- [Selected excerpt]:
My Favorite Warnings: redefine

Sooner or later any programmer, writing in any language, will run across something like this Perl warning: Subroutine foo redefined. This is telling you that somehow, somewhere, you tried to create two subroutines with the same name.

Tracking this down can be tricky, and remediation equally so. The possibilities include:

  • If one of your own subroutines is involved, you can rename it.
  • If an imported subroutine that you do not need is involved, you can just not import it. This, of course, involves figuring out which imports you do need. The use of default import lists can make tracking this one down tricky.
  • You can use Importer to import a subroutine under a different name.
  • You can ignore the import mechanism and populate the symbol table yourself with something like BEGIN { require Some::Module; *foo = \&Some::Module::bar; }, after which bar() calls Some::Module::foo().

But maybe you really want to replace a subroutine, in which case you do not want the warning. For example you might want to tweak the action of a subroutine with a hot patch. A trivial example looks something like this:

{
    no warnings qw{ redefine };
    my $old_foo = \&foo;
    *foo = sub {
        warn "Debug - Called foo( qw{ @_ } )";
	goto $old_foo;
    };
}

This disables the redefine warning. saves the code reference to foo() and replaces it with code that logs the arguments (sort of) and then transfers control to the original foo(). The block is to restrict the scope of the no warnings pragma, but it could equally be a BEGIN block if your use case requires it.

Previous entries in this series:

  1. A Belated Introduction
  2. once
  3. redundant and missing
  4. exiting
  5. uninitialized

15 Comments

I never think about this ! if keep a reference of a subroutine, even changing the subroutine that the name refer to, it still keep exist. this is suprise.

I use that closure idiom, particularly when mocking things when writing unit tests. It comes in handy.

That's actually an interestging question - if you did this in a closure, does the subroutine if there are no longer any references to it get GC'd or do they remain somewhere in memory? You seem to be suggesting they do. I don't know the answer, but would like to. :-)

Having to retain the value at the time the closure was created is not a requirement I have ever seen in any definition of closures. (If that was required by the definition, then Perl would not have closures, period, because a variable name in Perl always binds to a reference, not a value.) In fact every example I can back to emphasises the fact that the value of a closed-over variable can be updated and will then be seen by all of the functions that have closed over that particular instance of the variable.

Pretty much every every single Google result shows the same definition: https://www.google.com/search?q=define+Closure+programming

You seemed to be saying that

sub make_adder {
    my ( $addend ) = @_;
    return sub { $_[0] + $addend };
}

is an example of one closure but

sub make_adder_and_setter {
    my ( $addend ) = @_;
    return (
        sub { $_[0] + $addend },
        sub { $addend = $_[0] },
    );
}

is an example with zero closures rather than (correctly) two closures, merely because the second closure mutates the variable. (If that is not what you were saying, I am not sure what “even if those values subsequently change” is supposed to have meant.)

- [Exercise requirements]: Decide whether each statement below agrees with the text on the Perl redefine warning, answering yes or no and quoting the deciding words of the text. 1. The warning means that two subroutines were created with the same name. 2. The block in the hot-patch example is there to limit the scope of the no warnings pragma. 3. Default import lists make it easy to work out which imports are needed.

- [Dataset extract]:

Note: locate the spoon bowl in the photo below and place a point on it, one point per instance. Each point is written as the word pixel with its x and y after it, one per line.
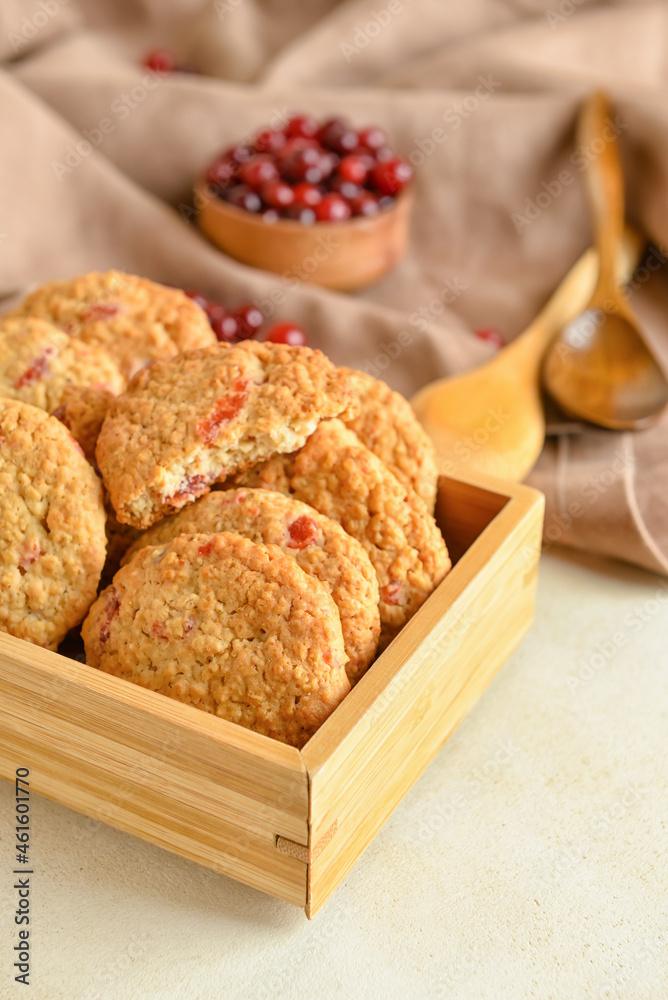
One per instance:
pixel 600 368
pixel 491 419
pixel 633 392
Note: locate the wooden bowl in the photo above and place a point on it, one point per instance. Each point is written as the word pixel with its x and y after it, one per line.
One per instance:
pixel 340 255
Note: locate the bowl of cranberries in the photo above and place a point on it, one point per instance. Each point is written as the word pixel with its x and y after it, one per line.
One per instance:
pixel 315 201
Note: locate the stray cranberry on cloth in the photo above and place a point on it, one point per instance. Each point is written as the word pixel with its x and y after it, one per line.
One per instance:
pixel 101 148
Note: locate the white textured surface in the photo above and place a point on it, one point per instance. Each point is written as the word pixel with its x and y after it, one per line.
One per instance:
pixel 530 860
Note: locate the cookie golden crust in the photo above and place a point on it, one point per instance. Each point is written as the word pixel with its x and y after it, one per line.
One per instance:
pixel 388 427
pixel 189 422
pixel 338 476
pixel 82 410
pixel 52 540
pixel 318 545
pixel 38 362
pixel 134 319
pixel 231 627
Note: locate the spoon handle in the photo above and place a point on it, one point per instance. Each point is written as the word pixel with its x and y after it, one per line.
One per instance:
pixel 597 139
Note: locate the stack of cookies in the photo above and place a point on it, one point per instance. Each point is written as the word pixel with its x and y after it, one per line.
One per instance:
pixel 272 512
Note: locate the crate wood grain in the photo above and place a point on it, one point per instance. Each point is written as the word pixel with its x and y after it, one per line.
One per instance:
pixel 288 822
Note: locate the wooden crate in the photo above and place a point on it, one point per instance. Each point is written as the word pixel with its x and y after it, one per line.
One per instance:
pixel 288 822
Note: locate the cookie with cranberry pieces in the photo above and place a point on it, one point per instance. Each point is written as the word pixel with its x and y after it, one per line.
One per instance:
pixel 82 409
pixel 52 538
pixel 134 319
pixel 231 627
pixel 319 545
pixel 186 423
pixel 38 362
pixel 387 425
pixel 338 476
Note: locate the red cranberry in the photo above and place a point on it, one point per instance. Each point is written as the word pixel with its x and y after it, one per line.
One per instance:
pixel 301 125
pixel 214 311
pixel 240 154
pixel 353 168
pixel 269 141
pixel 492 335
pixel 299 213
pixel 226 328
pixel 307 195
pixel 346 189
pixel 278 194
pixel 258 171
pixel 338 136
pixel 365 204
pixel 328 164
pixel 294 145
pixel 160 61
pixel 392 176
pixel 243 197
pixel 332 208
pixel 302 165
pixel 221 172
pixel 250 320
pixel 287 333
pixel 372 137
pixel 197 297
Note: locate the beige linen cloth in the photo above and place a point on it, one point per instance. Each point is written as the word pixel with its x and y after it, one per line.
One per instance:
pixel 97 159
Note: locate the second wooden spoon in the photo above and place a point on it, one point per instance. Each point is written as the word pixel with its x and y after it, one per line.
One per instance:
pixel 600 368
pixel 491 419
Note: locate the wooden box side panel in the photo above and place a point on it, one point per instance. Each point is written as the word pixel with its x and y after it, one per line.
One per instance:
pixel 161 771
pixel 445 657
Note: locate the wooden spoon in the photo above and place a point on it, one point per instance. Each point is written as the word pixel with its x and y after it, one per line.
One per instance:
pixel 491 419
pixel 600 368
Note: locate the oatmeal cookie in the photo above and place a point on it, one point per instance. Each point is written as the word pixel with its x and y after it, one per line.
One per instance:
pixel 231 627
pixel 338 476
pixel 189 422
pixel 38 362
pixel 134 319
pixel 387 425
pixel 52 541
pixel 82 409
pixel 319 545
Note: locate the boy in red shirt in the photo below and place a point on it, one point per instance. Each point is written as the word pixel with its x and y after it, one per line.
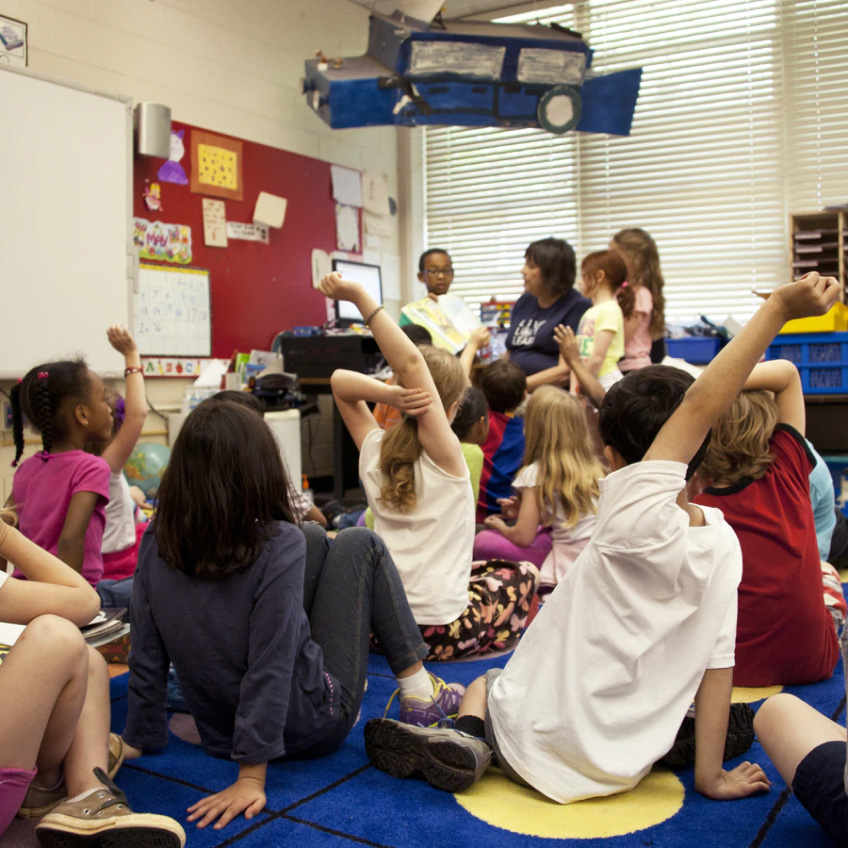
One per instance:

- [Output of the task]:
1. Yes: "you tried to create two subroutines with the same name."
2. Yes: "The block is to restrict the scope of the no warnings pragma"
3. No: "The use of default import lists can make tracking this one down tricky."